■ **MATERIAL PROVIDED**

┌──

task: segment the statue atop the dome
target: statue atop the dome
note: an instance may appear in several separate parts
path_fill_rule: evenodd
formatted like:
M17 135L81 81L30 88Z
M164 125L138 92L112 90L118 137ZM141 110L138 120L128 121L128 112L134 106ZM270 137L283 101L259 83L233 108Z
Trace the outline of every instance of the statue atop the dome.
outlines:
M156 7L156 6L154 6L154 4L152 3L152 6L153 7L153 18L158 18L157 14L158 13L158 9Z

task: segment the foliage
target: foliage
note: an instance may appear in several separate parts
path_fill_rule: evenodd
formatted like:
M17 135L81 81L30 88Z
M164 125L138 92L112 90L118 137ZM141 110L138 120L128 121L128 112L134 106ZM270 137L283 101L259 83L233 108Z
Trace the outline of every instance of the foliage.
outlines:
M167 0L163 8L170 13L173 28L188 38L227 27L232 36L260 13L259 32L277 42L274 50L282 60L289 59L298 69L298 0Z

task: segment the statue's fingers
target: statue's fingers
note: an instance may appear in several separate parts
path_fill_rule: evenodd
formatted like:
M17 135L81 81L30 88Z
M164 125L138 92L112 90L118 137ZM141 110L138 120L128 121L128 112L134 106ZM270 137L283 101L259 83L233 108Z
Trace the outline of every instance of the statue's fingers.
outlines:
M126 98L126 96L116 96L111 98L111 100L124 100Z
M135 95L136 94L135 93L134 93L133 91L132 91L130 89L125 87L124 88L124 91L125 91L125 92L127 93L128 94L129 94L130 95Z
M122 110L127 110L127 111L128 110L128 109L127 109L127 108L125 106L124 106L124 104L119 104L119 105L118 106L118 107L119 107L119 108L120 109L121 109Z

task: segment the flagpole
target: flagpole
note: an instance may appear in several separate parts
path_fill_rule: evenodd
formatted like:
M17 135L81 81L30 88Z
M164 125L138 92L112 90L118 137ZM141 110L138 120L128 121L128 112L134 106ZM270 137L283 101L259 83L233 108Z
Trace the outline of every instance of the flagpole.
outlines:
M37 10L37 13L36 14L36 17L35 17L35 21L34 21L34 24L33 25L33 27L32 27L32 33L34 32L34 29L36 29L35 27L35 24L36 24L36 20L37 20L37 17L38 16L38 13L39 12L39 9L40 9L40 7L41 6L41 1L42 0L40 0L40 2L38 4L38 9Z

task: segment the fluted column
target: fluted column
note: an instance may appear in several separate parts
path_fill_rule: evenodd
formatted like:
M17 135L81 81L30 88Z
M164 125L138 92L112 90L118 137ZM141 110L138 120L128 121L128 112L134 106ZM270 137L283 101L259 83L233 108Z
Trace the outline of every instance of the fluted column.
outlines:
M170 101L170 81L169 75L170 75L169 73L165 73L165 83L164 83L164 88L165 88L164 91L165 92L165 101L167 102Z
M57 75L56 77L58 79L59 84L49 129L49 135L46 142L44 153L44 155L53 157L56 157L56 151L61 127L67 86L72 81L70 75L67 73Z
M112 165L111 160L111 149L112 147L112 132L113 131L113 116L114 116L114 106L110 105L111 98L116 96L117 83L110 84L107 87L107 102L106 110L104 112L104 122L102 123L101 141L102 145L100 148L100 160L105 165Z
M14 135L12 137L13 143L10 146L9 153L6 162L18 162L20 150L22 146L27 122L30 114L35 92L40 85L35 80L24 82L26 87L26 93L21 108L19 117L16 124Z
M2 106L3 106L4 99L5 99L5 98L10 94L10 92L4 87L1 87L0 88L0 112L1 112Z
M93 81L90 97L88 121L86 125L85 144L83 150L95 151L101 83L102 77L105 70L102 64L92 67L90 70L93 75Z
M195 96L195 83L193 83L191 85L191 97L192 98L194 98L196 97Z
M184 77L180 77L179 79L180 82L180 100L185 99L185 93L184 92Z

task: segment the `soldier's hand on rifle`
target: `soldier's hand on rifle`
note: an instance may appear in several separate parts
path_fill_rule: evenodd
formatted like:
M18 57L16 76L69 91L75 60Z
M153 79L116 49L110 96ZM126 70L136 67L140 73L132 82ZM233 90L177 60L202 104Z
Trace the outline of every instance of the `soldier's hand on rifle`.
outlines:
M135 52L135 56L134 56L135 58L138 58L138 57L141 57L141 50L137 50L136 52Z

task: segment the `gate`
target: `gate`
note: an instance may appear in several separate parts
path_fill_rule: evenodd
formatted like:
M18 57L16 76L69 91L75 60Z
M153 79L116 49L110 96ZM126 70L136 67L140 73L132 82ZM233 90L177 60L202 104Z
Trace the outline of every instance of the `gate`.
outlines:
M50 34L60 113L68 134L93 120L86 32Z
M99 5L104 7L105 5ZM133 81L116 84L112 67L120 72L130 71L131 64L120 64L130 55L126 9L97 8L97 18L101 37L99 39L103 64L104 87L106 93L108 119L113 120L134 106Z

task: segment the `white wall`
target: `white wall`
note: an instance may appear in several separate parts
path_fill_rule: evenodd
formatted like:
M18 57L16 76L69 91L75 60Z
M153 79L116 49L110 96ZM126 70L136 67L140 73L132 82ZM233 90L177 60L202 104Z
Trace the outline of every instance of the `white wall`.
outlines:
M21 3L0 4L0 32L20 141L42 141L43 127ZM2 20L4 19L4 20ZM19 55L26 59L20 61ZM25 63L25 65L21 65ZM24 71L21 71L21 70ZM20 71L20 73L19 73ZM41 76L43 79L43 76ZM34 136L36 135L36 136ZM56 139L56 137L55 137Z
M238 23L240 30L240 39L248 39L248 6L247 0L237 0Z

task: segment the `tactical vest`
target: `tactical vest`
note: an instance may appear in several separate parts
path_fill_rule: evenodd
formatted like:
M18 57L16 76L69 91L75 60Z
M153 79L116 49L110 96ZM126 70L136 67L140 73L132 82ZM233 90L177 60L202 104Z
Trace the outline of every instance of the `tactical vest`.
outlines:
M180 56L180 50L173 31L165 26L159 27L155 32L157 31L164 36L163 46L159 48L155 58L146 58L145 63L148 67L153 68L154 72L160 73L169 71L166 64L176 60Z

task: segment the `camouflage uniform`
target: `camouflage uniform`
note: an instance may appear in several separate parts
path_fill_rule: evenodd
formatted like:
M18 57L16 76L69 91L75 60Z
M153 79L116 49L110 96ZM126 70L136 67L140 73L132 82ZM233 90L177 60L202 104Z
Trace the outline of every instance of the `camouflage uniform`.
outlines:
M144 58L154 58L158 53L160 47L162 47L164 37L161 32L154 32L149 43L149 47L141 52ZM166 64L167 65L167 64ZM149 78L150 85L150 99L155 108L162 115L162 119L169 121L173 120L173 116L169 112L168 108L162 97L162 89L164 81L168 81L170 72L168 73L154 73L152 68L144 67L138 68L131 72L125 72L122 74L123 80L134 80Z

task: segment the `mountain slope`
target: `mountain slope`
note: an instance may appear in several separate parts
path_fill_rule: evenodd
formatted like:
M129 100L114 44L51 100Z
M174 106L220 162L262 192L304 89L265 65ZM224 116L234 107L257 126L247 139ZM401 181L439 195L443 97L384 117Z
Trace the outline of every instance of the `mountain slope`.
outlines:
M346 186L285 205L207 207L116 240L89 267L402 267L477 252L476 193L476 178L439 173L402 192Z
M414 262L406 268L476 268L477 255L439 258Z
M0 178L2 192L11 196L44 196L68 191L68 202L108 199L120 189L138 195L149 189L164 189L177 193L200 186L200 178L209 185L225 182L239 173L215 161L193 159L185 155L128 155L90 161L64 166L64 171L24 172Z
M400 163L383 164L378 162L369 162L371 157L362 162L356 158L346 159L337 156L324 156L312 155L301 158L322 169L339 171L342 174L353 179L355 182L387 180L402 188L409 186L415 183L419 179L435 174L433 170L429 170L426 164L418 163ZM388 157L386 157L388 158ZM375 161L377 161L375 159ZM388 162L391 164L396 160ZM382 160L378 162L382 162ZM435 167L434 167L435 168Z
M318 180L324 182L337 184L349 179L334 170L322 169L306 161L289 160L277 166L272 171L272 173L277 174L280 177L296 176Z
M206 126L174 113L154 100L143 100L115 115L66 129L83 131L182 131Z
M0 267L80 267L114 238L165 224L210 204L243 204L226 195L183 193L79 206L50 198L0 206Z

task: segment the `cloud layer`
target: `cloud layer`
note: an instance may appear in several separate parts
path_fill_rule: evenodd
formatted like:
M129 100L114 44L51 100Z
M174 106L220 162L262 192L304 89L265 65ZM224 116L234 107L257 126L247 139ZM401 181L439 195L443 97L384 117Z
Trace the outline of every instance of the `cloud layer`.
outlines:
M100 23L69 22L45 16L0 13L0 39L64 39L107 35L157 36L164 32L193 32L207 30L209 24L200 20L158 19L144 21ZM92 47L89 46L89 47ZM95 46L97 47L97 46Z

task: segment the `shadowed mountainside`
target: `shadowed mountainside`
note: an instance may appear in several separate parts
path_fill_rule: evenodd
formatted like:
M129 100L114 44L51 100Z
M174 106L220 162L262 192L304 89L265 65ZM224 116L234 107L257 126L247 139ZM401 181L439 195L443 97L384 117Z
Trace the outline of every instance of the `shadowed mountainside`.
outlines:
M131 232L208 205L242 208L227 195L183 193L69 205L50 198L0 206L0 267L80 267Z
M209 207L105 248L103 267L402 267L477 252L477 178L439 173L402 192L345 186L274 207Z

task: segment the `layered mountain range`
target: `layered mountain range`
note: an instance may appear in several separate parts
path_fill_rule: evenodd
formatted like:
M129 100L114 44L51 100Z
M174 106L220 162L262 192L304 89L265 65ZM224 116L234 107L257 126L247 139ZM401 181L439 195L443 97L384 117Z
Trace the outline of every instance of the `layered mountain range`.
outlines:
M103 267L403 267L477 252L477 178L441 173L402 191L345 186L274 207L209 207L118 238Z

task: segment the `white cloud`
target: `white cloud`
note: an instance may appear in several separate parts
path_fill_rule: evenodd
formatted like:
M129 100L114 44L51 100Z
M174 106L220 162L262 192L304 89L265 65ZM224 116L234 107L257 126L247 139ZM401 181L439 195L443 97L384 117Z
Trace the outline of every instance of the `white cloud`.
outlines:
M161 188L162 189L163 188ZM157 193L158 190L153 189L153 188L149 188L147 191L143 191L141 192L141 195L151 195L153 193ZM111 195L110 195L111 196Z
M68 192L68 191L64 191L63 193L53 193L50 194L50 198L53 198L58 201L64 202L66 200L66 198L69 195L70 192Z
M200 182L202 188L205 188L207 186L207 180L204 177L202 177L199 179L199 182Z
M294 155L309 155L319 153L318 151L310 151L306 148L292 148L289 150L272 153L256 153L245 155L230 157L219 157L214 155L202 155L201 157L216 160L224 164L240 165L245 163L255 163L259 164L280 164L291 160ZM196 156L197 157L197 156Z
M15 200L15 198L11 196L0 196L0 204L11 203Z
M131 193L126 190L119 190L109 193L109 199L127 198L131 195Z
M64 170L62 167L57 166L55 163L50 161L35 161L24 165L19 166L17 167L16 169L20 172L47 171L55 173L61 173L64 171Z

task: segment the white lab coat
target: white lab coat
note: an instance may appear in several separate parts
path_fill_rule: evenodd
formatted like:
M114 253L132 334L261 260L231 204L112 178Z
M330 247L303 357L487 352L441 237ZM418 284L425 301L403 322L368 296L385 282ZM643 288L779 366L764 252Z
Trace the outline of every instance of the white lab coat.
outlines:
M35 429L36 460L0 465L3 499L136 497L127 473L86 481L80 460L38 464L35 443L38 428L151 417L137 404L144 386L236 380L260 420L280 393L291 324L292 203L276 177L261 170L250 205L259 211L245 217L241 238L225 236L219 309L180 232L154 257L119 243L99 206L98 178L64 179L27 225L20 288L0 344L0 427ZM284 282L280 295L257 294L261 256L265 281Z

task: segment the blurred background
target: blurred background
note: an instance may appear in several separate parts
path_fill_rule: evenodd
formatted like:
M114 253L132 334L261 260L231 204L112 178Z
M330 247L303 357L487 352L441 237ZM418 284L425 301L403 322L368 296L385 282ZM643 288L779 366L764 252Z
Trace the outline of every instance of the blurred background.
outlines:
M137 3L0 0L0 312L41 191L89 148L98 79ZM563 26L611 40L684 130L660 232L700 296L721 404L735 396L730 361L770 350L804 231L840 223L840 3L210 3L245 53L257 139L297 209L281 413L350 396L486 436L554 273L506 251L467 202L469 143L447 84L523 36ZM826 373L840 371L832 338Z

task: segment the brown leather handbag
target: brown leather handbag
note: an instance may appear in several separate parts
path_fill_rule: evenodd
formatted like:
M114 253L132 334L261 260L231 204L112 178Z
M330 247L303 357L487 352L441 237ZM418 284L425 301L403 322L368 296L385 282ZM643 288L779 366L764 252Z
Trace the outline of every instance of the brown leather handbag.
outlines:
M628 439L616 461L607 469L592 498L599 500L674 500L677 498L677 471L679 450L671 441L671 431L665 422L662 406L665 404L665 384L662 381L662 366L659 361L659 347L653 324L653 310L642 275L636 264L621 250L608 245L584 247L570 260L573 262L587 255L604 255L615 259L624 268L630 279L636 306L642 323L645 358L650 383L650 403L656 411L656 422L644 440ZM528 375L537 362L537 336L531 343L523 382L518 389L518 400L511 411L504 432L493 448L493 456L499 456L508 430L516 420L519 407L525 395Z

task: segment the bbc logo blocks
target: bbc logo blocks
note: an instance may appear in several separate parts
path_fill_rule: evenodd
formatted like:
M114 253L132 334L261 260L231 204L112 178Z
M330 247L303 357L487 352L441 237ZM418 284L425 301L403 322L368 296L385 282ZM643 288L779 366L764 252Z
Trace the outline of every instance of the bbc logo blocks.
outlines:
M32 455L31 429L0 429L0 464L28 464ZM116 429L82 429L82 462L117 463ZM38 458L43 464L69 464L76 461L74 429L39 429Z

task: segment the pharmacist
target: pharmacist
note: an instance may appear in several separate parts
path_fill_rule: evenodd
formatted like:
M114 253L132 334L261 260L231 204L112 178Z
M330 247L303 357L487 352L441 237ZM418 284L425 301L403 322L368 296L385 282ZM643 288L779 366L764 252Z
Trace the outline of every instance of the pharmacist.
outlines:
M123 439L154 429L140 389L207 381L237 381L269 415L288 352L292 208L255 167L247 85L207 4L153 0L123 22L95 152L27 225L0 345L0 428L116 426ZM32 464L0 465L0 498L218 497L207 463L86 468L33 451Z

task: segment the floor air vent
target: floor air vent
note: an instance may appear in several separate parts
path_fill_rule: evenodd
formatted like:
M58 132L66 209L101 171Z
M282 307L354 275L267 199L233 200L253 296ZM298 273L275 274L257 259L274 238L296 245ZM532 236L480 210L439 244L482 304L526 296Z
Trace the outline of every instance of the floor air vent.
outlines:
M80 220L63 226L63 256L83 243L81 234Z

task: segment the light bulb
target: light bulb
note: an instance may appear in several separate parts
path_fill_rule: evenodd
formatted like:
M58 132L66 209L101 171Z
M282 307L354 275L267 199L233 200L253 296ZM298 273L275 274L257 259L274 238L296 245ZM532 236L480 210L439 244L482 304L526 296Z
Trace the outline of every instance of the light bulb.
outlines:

└──

■ **STATED PROBLEM**
Reproduce character for character the stretch of the listing from its first line through the line containing "M167 0L163 8L170".

■ **ANSWER TO THE EXERCISE**
task: segment the statue atop the dome
target: statue atop the dome
note: an instance may appear in several separate parts
path_fill_rule: evenodd
formatted like:
M17 135L81 81L30 88Z
M164 125L138 92L112 90L118 137ZM141 110L138 120L128 121L128 112L134 106ZM270 137L283 101L259 83L233 108Z
Trace the outline of every instance of the statue atop the dome.
outlines:
M156 7L156 6L154 6L154 4L152 3L152 6L153 7L153 18L158 18L157 14L158 13L158 9Z

task: segment the foliage
target: foliage
note: an instance may appear in several separate parts
path_fill_rule: evenodd
formatted like:
M17 135L81 81L30 88Z
M164 125L138 92L112 90L118 137ZM141 110L138 120L128 121L128 112L134 106ZM270 137L283 101L259 83L233 108Z
Trace the outline of every instance of the foliage.
outlines:
M167 0L163 8L170 13L173 28L188 38L227 27L232 36L260 13L259 32L277 42L274 50L282 60L289 59L298 69L298 0Z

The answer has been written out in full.